» **WORK REQUIRED**:
Only the pictures are to be left out; return the rest of the data exactly as it stands.

[[ DATA FOR THIS EXERCISE open ]]

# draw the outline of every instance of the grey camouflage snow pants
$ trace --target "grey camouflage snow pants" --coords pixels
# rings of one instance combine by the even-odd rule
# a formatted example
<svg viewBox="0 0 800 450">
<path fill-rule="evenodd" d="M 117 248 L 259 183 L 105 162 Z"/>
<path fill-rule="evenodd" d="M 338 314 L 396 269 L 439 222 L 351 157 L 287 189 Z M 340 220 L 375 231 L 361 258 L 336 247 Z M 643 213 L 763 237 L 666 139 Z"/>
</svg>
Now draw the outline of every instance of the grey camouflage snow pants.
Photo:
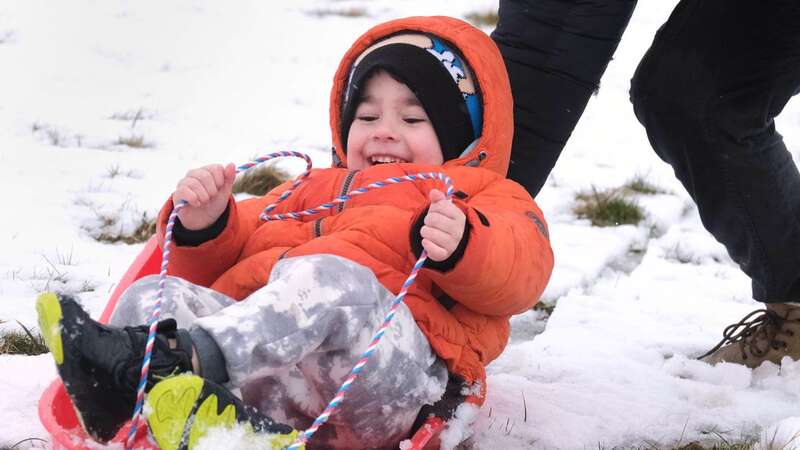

[[ DATA FOR THIS EXERCISE closed ]]

» **WRITTEN RESPONSE**:
# draw the outline of every instance of the grey camouflage snow pants
$ trace --target "grey camouflage snow pants" --coords pixels
# rings of one instance combine by the even-odd rule
# a formatted example
<svg viewBox="0 0 800 450">
<path fill-rule="evenodd" d="M 117 248 L 259 183 L 105 162 Z"/>
<path fill-rule="evenodd" d="M 338 314 L 396 269 L 439 222 L 351 157 L 287 189 Z M 340 220 L 375 231 L 361 258 L 336 247 Z M 643 213 L 763 237 L 666 139 Z"/>
</svg>
Now draw the outline of every instance of the grey camouflage snow pants.
Photo:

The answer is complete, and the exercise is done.